*TO DO*:
1: List every scholar other than Hegel whose work is cited in the passage on Hegel's philosophy of history, with the year given for each.
2: According to the passage on Hegel's philosophy of history, what specific condition does Hegel see history moving towards?
3: Extend the passage on Hegel's philosophy of history with a further paragraph that picks up after its final sentence.

═════ PAGE TEXT ═════

2.3. Hegel's philosophy of history
Hegel's philosophy of history is perhaps the most fully developed philosophical theory of history that attempts to discover meaning or direction in history (1824a, 1824b, 1857). Hegel regards history as an intelligible process moving towards a specific condition—the realization of human freedom. “The question at issue is therefore the ultimate end of mankind, the end which the spirit sets itself in the world” (1857: 63). Hegel incorporates a deeper historicism into his philosophical theories than his predecessors or successors. He regards the relationship between “objective” history and the subjective development of the individual consciousness (“spirit”) as an intimate one; this is a central thesis in his Phenomenology of Spirit (1807). And he views it to be a central task for philosophy to comprehend its place in the unfolding of history. “History is the process whereby the spirit discovers itself and its own concept” (1857: 62). Hegel constructs world history into a narrative of stages of human freedom, from the public freedom of the polis and the citizenship of the Roman Republic, to the individual freedom of the Protestant Reformation, to the civic freedom of the modern state. He attempts to incorporate the civilizations of India and China into his understanding of world history, though he regards those civilizations as static and therefore pre-historical (O'Brien 1975). He constructs specific moments as “world-historical” events that were in the process of bringing about the final, full stage of history and human freedom. For example, Napoleon's conquest of much of Europe is portrayed as a world-historical event doing history's work by establishing the terms of the rational bureaucratic state. Hegel finds reason in history; but it is a latent reason, and one that can only be comprehended when the fullness of history's work is finished: “When philosophy paints its grey on grey, then has a shape of life grown old. … The owl of Minerva spreads its wings only with the falling of the dusk” ((Hegel 1821: 13). (See O'Brien (1975), Taylor (1975), and Kojève (1969) for treatments of Hegel's philosophy of history.)
It is worth observing that Hegel's philosophy of history is not the caricature of speculative philosophical reasoning that analytic philosophers sometimes paint it. His philosophical approach is not based solely on foundational apriori reasoning. Instead he proposes an “immanent” encounter between philosophical reason and the historical given. His prescription is that the philosopher should seek to discover the rational within the real—not to impose the rational upon the real. “To comprehend what is, this is the task of philosophy, because what is, is reason” (1821: 11). His approach is neither purely philosophical nor purely empirical; instead, he undertakes to discover within the best historical knowledge of his time, an underlying rational principle that can be philosophically articulated (Avineri 1972).

═════ DATASET EXCERPTS ═════

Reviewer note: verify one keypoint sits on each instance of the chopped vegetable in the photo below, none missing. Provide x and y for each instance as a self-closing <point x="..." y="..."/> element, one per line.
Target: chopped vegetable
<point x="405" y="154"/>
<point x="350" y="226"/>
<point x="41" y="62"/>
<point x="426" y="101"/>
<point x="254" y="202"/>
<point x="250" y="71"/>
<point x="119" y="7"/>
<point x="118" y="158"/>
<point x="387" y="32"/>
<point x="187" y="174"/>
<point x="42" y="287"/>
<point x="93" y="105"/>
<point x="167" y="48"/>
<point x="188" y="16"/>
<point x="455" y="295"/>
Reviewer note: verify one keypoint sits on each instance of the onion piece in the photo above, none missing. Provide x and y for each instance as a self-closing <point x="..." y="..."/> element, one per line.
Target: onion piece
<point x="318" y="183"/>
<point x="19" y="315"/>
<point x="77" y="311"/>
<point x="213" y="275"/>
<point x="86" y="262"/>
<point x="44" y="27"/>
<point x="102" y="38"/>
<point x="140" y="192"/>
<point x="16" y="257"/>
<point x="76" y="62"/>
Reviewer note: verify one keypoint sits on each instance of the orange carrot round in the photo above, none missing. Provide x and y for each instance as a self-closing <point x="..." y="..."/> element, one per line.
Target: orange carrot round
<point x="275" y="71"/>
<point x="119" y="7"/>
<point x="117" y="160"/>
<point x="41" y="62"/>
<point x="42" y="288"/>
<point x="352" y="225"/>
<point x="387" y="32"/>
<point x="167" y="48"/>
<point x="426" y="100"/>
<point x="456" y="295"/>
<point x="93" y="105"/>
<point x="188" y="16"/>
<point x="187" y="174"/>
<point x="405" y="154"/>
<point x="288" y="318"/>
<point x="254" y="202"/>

═════

*ANSWERS TO THE EXERCISES*:
1:
O'Brien (1975)
Taylor (1975)
Kojève (1969)
Avineri (1972)

2: The realization of human freedom.

3:
2.4. Hermeneutic approaches to history
Another important strand of continental philosophy of history proposes to apply hermeneutics to problems of historical interpretation. This approach focuses on the meaning of the actions and intentions of historical individuals rather than historical wholes. This tradition derives from the tradition of scholarly Biblical interpretation. Hermeneutic scholars emphasized the linguistic and symbolic core of human interactions and maintained that the techniques that had been developed for the purpose of interpreting texts could also be employed to interpret symbolic human actions and products. Wilhelm Dilthey maintained that the human sciences were inherently distinct from the natural sciences in that the former depend on the understanding of meaningful human actions, while the latter depend on causal explanation of non-intensional events (1883, 1860-1903, 1910). Human life is structured and carried out through meaningful action and symbolic expressions. Dilthey maintains that the intellectual tools of hermeneutics—the interpretation of meaningful texts—are suited to the interpretation of human action and history. The method of verstehen (understanding) makes a methodology of this approach; it invites the thinker to engage in an active construction of the meanings and intentions of the actors from their point of view (Outhwaite 1975). This line of interpretation of human history found expression in the twentieth-century philosophical writings of Heidegger, Gadamer, Ricoeur, and Foucault. This tradition approaches the philosophy of history from the perspective of meaning and language. It argues that historical knowledge depends upon interpretation of meaningful human actions and practices. Historians should probe historical events and actions in order to discover the interconnections of meaning and symbolic interaction that human actions have created (Sherratt 2006).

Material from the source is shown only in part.